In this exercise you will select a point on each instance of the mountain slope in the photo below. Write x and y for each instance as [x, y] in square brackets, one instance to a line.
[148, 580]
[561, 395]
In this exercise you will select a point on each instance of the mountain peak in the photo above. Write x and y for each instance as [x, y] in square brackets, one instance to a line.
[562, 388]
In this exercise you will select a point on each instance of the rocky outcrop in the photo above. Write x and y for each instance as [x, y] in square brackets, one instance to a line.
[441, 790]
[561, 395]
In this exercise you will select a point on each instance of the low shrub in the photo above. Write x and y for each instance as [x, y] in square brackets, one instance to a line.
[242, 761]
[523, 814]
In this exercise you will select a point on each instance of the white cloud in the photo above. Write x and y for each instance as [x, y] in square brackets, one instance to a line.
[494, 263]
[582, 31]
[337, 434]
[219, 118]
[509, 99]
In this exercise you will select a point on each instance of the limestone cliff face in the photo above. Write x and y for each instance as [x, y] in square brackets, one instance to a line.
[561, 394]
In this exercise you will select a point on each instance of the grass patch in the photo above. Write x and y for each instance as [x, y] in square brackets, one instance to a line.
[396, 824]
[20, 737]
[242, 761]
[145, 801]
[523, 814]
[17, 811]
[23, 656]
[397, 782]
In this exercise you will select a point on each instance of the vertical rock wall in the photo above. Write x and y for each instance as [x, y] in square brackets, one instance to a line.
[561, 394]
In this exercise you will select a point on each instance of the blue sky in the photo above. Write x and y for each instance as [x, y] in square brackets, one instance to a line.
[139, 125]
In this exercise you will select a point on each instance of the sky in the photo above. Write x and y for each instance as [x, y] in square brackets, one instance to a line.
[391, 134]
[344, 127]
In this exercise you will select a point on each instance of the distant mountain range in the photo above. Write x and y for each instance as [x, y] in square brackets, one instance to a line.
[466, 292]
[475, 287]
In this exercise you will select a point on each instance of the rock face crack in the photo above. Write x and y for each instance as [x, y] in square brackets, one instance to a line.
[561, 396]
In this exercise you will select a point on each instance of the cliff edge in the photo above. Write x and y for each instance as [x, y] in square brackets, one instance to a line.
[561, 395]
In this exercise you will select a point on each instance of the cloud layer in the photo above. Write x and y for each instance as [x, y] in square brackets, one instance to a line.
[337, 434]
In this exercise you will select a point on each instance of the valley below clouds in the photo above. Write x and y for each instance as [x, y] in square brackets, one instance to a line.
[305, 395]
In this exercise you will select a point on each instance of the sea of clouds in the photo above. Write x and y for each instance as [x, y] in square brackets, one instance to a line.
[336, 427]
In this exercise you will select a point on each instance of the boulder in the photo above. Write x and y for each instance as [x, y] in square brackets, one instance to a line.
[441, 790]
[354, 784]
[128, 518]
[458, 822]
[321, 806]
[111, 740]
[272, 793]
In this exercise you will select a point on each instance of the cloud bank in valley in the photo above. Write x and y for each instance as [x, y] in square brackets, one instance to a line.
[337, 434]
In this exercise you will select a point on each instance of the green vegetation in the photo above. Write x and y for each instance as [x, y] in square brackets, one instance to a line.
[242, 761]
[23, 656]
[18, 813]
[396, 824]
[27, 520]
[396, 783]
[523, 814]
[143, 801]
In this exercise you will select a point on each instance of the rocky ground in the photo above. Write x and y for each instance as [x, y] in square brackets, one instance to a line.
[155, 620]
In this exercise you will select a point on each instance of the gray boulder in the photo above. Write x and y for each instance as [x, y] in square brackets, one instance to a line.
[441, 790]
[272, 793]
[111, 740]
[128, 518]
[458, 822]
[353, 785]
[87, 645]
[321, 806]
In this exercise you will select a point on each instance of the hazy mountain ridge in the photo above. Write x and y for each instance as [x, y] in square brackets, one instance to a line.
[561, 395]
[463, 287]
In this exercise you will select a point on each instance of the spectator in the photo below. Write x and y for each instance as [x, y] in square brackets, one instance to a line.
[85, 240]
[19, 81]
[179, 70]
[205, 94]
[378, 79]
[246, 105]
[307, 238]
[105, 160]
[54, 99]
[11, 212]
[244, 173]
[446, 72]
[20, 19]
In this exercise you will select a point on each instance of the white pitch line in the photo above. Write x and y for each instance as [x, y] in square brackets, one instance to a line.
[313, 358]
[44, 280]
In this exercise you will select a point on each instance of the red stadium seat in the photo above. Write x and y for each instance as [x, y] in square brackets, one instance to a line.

- **Exercise details**
Using the material above, extract the line that contains "of the hazy" and every line after it, exactly as given; stop at the last line.

- **The output**
In this exercise you will select a point on each instance of the hazy mountain ridge in the photo above. Write x and y for each instance as [x, y] in square brackets, one instance to a line.
[561, 395]
[463, 287]
In this exercise you will select a point on each instance of the spectator in the photo below. Write x and y for each instance as [x, y] in square brackets, one instance to a line.
[85, 240]
[19, 81]
[179, 70]
[205, 94]
[378, 79]
[246, 105]
[307, 238]
[105, 160]
[54, 99]
[11, 212]
[244, 173]
[446, 72]
[20, 19]
In this exercise you will select a point on each instance of the white pitch line in the photo above. Write x and y for each instance as [x, y] in square brackets, one instance to a line.
[313, 358]
[44, 280]
In this exercise you will select a point on each instance of the red stadium seat in the photo above. Write x and y for each instance as [x, y] in square brackets, one instance to a line.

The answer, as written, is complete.